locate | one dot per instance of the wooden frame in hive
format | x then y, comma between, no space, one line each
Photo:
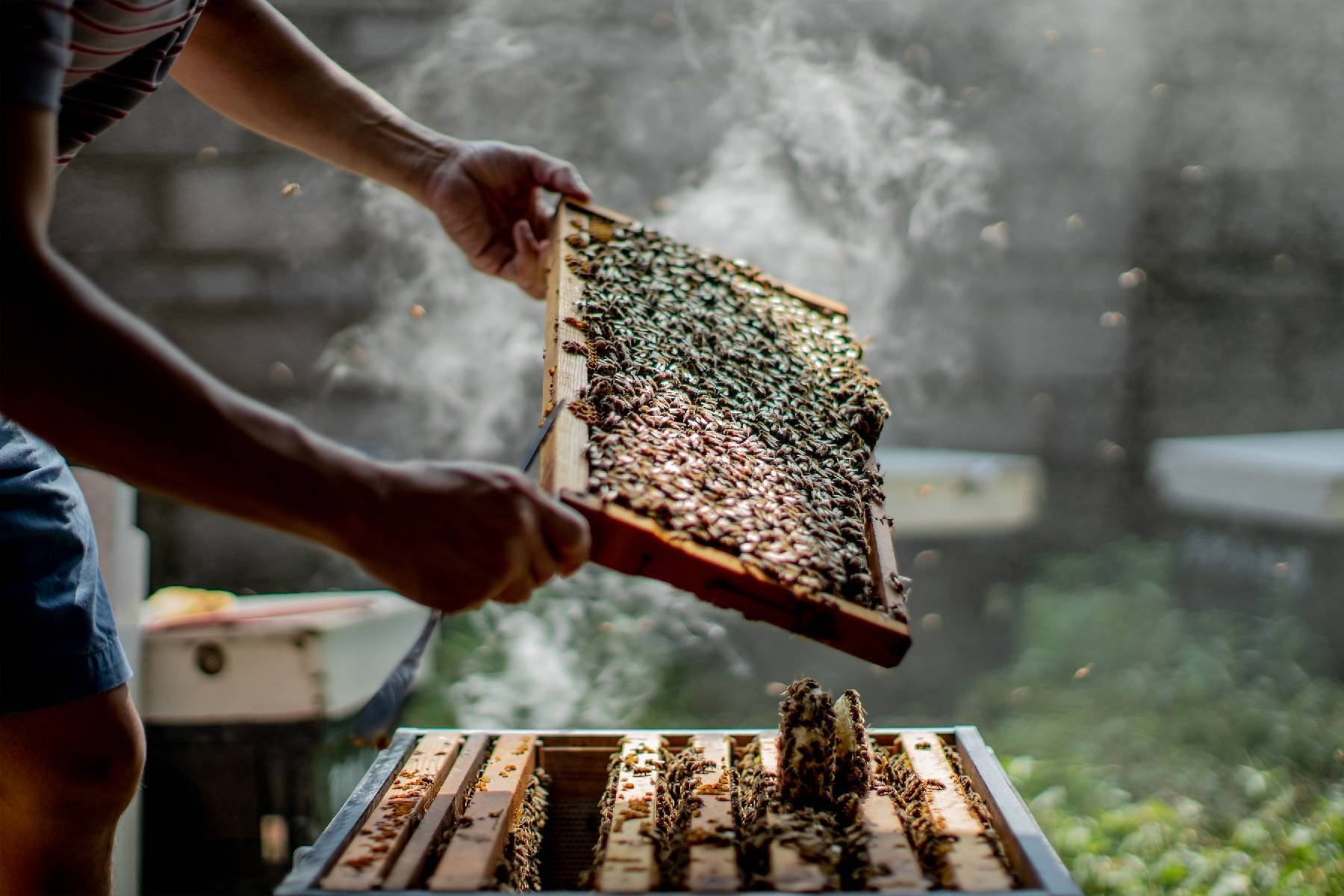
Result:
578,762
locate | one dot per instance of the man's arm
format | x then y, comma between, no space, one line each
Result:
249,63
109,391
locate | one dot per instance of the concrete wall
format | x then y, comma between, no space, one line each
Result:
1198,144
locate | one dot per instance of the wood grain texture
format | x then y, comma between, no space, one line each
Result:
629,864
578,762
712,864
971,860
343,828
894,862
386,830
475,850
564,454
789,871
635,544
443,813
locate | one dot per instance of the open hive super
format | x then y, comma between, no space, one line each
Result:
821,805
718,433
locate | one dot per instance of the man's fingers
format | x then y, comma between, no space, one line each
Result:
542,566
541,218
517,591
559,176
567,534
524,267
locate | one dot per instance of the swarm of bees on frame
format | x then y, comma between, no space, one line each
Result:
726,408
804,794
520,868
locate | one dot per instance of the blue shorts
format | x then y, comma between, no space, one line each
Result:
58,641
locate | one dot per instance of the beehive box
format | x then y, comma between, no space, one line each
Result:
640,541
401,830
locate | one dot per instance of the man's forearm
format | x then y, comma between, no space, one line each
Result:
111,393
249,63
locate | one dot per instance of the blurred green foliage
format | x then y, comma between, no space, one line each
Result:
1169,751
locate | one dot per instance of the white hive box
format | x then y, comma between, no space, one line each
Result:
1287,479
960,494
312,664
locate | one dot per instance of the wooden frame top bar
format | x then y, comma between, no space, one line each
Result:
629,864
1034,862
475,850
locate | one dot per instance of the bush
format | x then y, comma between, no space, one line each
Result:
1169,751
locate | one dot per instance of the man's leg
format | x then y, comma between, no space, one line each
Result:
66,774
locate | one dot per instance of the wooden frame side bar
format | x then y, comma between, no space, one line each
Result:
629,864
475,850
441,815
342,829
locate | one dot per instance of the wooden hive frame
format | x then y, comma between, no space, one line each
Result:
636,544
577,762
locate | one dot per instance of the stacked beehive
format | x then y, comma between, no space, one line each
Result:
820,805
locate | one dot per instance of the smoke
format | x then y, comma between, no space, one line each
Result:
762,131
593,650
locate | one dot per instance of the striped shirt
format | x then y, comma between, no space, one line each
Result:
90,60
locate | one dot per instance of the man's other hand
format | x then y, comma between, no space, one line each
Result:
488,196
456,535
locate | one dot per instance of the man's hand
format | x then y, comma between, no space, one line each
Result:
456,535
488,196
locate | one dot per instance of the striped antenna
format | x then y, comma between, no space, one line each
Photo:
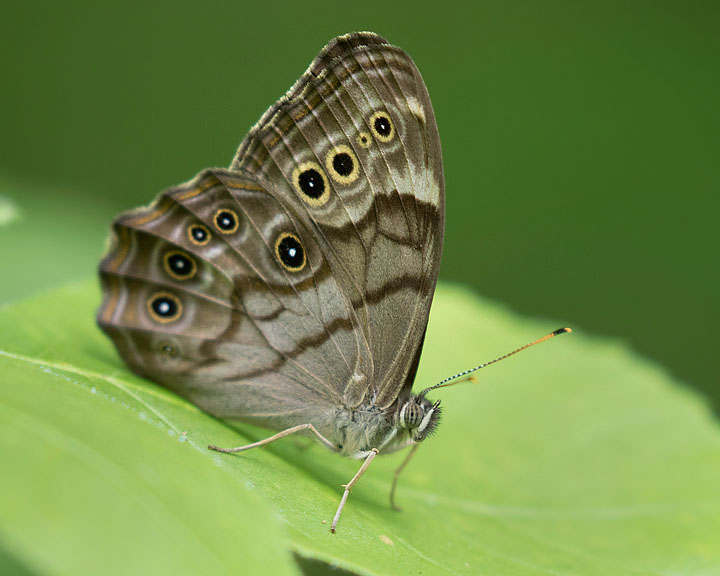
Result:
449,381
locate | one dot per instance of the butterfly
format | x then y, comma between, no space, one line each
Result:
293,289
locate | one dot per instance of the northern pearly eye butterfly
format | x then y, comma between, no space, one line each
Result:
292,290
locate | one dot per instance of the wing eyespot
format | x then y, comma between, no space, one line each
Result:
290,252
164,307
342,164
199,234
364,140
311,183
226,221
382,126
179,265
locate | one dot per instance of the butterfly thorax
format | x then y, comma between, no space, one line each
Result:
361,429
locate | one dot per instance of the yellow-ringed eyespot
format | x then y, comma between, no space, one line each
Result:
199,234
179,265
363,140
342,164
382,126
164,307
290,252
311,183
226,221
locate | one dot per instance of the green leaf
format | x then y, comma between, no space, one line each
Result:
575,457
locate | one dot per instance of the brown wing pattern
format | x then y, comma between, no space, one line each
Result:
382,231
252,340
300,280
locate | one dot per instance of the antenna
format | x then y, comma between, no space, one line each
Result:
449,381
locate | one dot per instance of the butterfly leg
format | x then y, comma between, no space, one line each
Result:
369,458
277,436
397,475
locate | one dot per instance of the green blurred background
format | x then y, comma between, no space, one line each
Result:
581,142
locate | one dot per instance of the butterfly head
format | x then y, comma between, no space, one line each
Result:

_WHAT YOU WILL DO_. Copy out every item above word for word, leaving out the pictures.

_RESPONSE TO THIS TASK_.
locate | one dot per instance of the wooden frame in hive
format | x then y, comma between, no space, one line each
Photo:
Result:
578,762
locate | one dot per instance of the man's arm
format | x then y, comma between, no space, one line each
Result:
249,63
109,391
locate | one dot per instance of the concrete wall
format | x then y, comma between, no space, one line each
Result:
1198,144
locate | one dot per instance of the wood grain texture
format | x then y, comma between, no space, one line each
Result:
629,864
578,762
712,864
971,860
343,828
894,862
386,830
475,850
564,454
789,871
635,544
443,813
locate | one dot per instance of the open hive super
format | x then y, comma between, no space, one line each
Result:
821,805
718,433
locate | one dot per instance of the man's fingers
format | x then y, comma between, no space, one line each
Result:
542,566
541,218
517,591
559,176
567,534
524,267
locate | one dot per instance of the swarm of bees on frame
format | x then y, comma between, no space, one line each
Result:
726,408
804,794
520,868
locate | one dot per instance of the blue shorts
format | x then y, comma between, no space, one line each
Result:
58,641
locate | one dot per instance of the beehive box
format | x then y, comma between, no space, one line each
Result:
640,541
401,830
locate | one dot per instance of the man's forearm
format | x then y, comma between, no space, one line each
Result:
111,393
249,63
locate | one dot per instance of the blurred green foliage
format | x then y, comma between, no space, one line each
Result:
1169,751
locate | one dot per instance of the white hive box
format | x then y, comma between, no space, one line each
Result:
1287,479
960,494
312,664
locate | one dot per instance of the wooden frame top bar
format | x then y, comma between, no space, one line each
Result:
629,864
1034,862
475,850
locate | one dot per instance of the bush
format | x then y, comma between, no space, one line each
Result:
1169,751
locate | one dot per instance of the man's leg
format | x then y, comma between, no space, one line each
Result:
66,774
locate | one dot per instance of the wooden frame side bar
format | x then y, comma between, no space, one line each
Result:
629,864
475,850
441,815
342,829
locate | one dot per instance of the wooden hive frame
format | x then y, comma between, no space, one line each
Result:
636,544
577,762
locate | one dot per instance of the stacked beehive
format | x then y, comma between, no space, one line each
Result:
820,805
locate | one dot per instance of the smoke
format | x then y, comma between, no space, one line each
Result:
762,131
593,650
locate | one dot per instance of the striped shirt
format | x then y, comma between, no space, one line each
Result:
90,60
locate | one dot per instance of the man's other hand
format | x then y, comma between, no space, one line each
Result:
488,196
456,535
locate | one dot per instance of the man's hand
format | x then y, comma between, no space, one line each
Result:
456,535
488,196
locate | one dot per instance of the striped antenna
format | x then y, comma between, no space, one line each
Photo:
Result:
449,381
locate | one dot per instance of the butterfly
format | x then y, comma between, no space, one line each
Result:
293,289
locate | one dot per instance of the northern pearly eye butterfly
format | x then y, comma between, no space, one line each
Result:
292,290
locate | one dot per instance of the wing eyespot
format | x then y, comma between, no space, one line each
Result:
290,252
164,307
342,164
199,234
364,140
311,183
226,221
382,126
179,265
locate | one dot per instance of the butterfly thorax
format | x then y, comma between, no space, one line each
Result:
361,429
locate | one dot per instance of the yellow-ringed eyespot
format | x then y, comma between, no space, one line each
Result:
199,234
179,265
363,140
342,164
382,126
164,307
290,252
311,183
226,221
locate | one dot per instance of the green leaf
format | x then y, comma between, no space, one line each
Result:
575,457
locate | one dot per instance of the brown wing pattern
format | x then y, comma between, no space, one line each
Result:
382,231
252,340
300,280
locate | one dot per instance of the antenna
format | x then y, comma between, no space, one line each
Result:
449,381
locate | one dot per instance of the butterfly leg
format | x then y, comma between, no space, one line each
Result:
369,458
277,436
397,475
locate | one dot per instance of the green blurred background
format | x then y, comma between, no space, one line each
Result:
581,142
locate | one dot per instance of the butterfly head
format | x then y, comma between, no space, one line each
Result:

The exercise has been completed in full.